**About this exercise:** All lines from the one containing "with pink flower" through the final line of the records below should be reproduced exactly, with the pictures left out.

**Provided data:**
++++

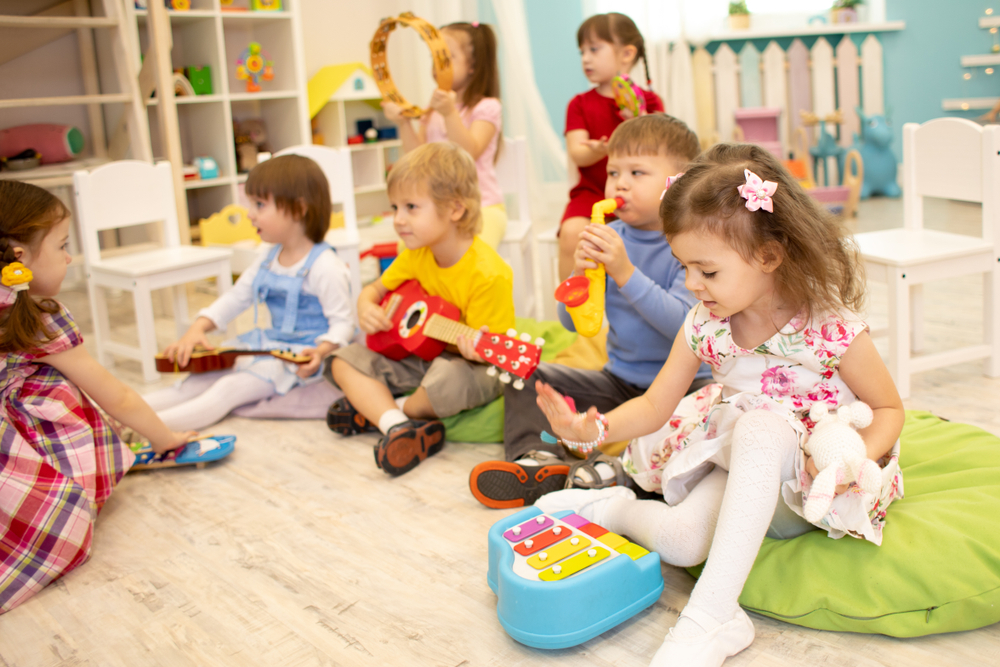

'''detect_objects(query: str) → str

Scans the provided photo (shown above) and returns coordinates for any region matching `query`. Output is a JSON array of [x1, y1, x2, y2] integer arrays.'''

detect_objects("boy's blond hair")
[[607, 113, 701, 164], [387, 142, 482, 237]]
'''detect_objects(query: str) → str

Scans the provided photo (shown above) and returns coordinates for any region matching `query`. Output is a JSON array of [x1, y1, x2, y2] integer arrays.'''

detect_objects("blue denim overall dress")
[[232, 242, 332, 394]]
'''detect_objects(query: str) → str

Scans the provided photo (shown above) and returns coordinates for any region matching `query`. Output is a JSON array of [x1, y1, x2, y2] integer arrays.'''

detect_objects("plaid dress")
[[0, 298, 134, 614]]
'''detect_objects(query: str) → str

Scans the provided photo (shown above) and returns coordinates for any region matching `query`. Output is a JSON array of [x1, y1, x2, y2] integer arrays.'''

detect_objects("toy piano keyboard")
[[487, 506, 663, 649]]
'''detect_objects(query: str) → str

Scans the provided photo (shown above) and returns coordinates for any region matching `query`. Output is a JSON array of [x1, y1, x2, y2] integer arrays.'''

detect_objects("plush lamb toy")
[[803, 401, 882, 523]]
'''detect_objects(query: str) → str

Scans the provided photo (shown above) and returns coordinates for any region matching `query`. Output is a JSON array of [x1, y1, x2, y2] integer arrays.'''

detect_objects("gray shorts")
[[323, 343, 502, 419]]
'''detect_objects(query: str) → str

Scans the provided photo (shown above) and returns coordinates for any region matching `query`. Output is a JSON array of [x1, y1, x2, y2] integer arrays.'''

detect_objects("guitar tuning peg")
[[506, 328, 518, 338], [513, 378, 525, 390], [486, 366, 498, 377], [499, 372, 512, 384], [519, 332, 532, 342], [534, 337, 546, 347]]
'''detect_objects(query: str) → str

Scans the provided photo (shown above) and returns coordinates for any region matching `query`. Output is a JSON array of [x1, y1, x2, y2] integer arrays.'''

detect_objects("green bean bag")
[[440, 318, 577, 444], [693, 411, 1000, 637]]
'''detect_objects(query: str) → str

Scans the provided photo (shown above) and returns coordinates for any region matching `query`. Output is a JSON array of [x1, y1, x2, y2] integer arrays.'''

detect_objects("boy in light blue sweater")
[[470, 114, 712, 508]]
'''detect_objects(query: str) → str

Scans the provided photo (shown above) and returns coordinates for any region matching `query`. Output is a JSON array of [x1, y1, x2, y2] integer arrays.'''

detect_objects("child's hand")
[[151, 430, 199, 455], [163, 329, 213, 368], [456, 325, 488, 363], [536, 381, 602, 444], [579, 223, 634, 287], [429, 89, 458, 117], [295, 348, 324, 378], [583, 136, 609, 157], [358, 300, 393, 335], [381, 100, 405, 123], [805, 456, 850, 495]]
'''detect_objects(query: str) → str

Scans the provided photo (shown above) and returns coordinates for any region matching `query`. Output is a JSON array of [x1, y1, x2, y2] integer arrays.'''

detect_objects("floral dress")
[[622, 303, 904, 545], [0, 292, 134, 614]]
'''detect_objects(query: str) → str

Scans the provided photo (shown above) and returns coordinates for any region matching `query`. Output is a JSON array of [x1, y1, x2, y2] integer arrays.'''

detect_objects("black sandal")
[[565, 450, 628, 489]]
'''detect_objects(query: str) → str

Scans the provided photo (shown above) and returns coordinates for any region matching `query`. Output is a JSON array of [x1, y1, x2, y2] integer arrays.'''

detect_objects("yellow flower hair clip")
[[1, 262, 33, 292]]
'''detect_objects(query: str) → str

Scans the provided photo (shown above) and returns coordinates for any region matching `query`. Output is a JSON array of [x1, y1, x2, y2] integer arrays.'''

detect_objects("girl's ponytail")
[[0, 181, 67, 354]]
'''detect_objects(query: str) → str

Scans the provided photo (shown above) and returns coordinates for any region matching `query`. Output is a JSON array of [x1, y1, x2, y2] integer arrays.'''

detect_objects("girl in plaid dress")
[[0, 181, 195, 615]]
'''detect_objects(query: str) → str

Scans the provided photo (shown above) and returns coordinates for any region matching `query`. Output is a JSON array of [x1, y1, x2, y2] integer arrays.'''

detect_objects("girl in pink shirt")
[[382, 22, 507, 249]]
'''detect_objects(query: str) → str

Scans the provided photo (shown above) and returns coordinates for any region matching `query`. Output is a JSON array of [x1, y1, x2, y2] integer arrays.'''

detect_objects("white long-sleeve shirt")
[[197, 244, 356, 348]]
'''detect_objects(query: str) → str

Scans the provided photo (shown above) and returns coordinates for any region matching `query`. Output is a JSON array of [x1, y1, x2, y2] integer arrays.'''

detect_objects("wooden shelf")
[[185, 176, 236, 190], [0, 93, 133, 109], [348, 139, 401, 152], [229, 91, 300, 102], [0, 156, 112, 187], [701, 20, 905, 43], [961, 54, 1000, 67], [0, 15, 118, 28]]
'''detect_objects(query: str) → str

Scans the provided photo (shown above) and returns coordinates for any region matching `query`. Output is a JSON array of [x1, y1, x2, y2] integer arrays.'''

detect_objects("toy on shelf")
[[850, 107, 901, 199], [166, 0, 191, 11], [367, 280, 543, 388], [0, 149, 42, 172], [487, 507, 664, 649], [733, 107, 783, 159], [0, 124, 83, 165], [251, 0, 282, 10], [235, 41, 274, 93], [800, 109, 846, 187], [194, 156, 219, 179], [185, 66, 213, 95], [370, 12, 453, 118], [803, 401, 882, 522], [234, 118, 269, 172], [554, 197, 623, 337], [787, 126, 863, 218], [611, 74, 645, 119]]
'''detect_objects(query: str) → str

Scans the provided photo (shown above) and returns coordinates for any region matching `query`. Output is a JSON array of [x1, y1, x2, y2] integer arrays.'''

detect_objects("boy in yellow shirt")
[[324, 142, 515, 475]]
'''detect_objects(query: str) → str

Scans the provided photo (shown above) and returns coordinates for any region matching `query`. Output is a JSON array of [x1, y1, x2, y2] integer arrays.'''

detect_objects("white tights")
[[601, 409, 799, 629], [144, 370, 275, 432]]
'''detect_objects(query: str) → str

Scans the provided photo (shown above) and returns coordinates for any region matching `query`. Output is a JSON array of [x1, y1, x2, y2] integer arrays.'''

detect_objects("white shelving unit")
[[310, 64, 400, 223], [129, 0, 310, 241]]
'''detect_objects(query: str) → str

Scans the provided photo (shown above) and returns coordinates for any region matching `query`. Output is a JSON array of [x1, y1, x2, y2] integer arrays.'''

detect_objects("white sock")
[[395, 395, 409, 410], [535, 486, 636, 525], [377, 409, 409, 435], [684, 409, 797, 629]]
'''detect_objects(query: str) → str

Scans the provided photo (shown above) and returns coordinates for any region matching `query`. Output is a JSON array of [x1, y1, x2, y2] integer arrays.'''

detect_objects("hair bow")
[[660, 172, 684, 201], [737, 169, 777, 213], [471, 21, 480, 27]]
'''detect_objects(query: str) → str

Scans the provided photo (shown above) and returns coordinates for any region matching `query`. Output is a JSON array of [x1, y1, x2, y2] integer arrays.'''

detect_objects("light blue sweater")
[[558, 220, 712, 388]]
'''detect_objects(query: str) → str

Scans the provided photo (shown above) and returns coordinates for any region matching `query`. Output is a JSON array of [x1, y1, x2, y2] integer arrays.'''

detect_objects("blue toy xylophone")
[[487, 506, 664, 649]]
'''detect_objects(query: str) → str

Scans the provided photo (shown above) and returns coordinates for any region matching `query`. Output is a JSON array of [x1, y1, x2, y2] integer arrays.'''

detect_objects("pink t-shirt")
[[424, 97, 503, 207]]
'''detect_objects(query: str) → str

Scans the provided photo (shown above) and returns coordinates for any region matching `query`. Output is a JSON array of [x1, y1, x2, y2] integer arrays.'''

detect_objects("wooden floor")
[[2, 197, 999, 666]]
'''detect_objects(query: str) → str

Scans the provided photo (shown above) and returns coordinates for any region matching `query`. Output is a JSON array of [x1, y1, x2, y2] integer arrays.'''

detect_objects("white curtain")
[[489, 0, 570, 225]]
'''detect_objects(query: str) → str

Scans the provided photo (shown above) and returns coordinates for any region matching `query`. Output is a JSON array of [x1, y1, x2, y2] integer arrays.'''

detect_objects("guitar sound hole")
[[406, 310, 422, 330]]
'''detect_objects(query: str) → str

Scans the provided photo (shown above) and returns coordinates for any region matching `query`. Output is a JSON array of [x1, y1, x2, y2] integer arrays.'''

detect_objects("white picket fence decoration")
[[646, 33, 887, 160]]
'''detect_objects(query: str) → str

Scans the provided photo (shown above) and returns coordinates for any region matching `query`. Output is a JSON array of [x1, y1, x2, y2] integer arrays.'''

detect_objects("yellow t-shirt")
[[379, 237, 515, 333]]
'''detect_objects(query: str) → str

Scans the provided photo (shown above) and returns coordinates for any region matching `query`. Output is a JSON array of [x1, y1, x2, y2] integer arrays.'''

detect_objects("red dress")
[[562, 88, 665, 223], [0, 292, 134, 614]]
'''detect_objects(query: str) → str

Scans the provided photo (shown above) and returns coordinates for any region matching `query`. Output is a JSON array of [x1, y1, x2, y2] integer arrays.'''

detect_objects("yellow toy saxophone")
[[554, 196, 623, 337]]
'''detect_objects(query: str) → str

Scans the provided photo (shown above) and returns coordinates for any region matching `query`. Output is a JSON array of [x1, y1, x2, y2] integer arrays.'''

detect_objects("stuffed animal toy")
[[803, 401, 882, 523]]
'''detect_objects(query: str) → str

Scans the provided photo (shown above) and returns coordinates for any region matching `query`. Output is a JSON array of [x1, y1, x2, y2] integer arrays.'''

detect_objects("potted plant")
[[728, 1, 750, 30], [831, 0, 863, 23]]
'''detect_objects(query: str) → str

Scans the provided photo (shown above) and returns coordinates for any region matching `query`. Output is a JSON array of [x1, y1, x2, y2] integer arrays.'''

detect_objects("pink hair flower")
[[660, 172, 684, 200], [737, 169, 777, 213]]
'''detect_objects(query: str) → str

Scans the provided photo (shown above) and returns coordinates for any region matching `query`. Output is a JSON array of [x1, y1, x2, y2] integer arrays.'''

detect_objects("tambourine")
[[370, 12, 454, 118], [611, 74, 646, 119]]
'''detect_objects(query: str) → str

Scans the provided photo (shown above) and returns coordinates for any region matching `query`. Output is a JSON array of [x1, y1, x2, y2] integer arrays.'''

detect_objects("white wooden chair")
[[854, 117, 1000, 399], [73, 160, 234, 383], [274, 145, 361, 301], [495, 137, 541, 319]]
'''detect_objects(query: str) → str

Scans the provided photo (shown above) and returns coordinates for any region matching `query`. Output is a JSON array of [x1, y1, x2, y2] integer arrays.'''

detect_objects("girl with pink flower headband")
[[532, 143, 904, 667], [0, 180, 196, 614]]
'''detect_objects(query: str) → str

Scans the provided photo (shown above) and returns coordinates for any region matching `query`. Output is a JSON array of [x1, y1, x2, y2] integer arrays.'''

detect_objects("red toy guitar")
[[366, 280, 544, 389]]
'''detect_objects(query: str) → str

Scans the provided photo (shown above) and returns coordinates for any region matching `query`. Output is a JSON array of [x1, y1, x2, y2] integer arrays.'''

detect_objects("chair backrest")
[[902, 117, 1000, 247], [494, 136, 530, 224], [73, 160, 180, 266], [273, 144, 358, 236]]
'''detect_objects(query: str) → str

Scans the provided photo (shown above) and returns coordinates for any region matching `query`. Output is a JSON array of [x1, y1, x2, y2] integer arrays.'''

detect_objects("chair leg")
[[910, 283, 924, 353], [133, 281, 161, 383], [986, 267, 1000, 377], [172, 284, 190, 340], [887, 270, 911, 400], [88, 280, 112, 367], [216, 262, 235, 338], [503, 241, 526, 319]]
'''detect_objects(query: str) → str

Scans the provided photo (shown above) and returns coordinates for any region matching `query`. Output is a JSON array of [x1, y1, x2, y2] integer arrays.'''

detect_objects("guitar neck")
[[423, 313, 479, 346]]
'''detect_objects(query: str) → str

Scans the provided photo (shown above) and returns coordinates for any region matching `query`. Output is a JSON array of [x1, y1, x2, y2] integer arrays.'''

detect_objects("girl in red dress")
[[0, 180, 194, 614], [559, 12, 665, 281]]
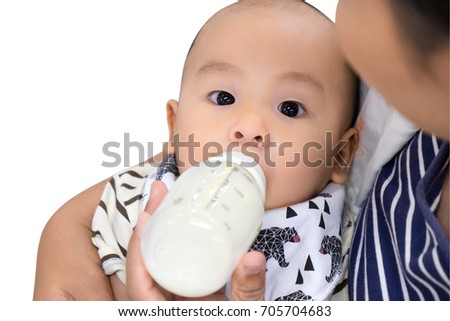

++++

**Solved exercise:**
detect_objects("girl with pink flower headband")
[[532, 143, 904, 667], [0, 180, 196, 614]]
'''detect_objects(query: str) → str

Scans the provided photo (shown above) and returns coordinates for any region matching `query`. Output is a JSON array of [x1, y1, x2, y2] integer arrays.'''

detect_objects("red toy guitar")
[[366, 280, 544, 389]]
'''detect_objects(query: str) → str

Scans the provided photo (shown above) and returns coordinates for any region matching `query`. Output is a JSON array of [x1, y1, x2, y2] integer arrays.'''

detect_objects("chair backrest")
[[902, 117, 1000, 247], [494, 136, 530, 224], [73, 160, 180, 266], [273, 144, 358, 236]]
'''detect_objects(query: str) → str

Scans the provided photo (shown above) and returns coordinates for any region matching `query`. Output is a JSON array of [x1, y1, x2, y2] integer arrays.'''

detect_objects("chair leg")
[[910, 283, 924, 353], [133, 281, 161, 383], [986, 267, 1000, 377], [172, 284, 190, 340], [887, 270, 911, 400], [88, 280, 112, 367], [216, 262, 235, 338], [503, 241, 526, 319]]
'''detect_objects(query: str) → str

Scans the provided photo (shown above) and returns coordinates for any region matching `query`. Output is a JSON array of [x1, y1, x2, y2] integer arrays.'''

detect_objects("guitar neck")
[[423, 313, 479, 346]]
'''detect_objects(query: str) → str

Scans the provided photo (shown above) and returns coordinates for any region matching `query`. Output is a JSON array of [x1, y1, x2, y2] integer arrays.'''

detect_objects("girl in red dress")
[[0, 180, 194, 614], [559, 12, 665, 281]]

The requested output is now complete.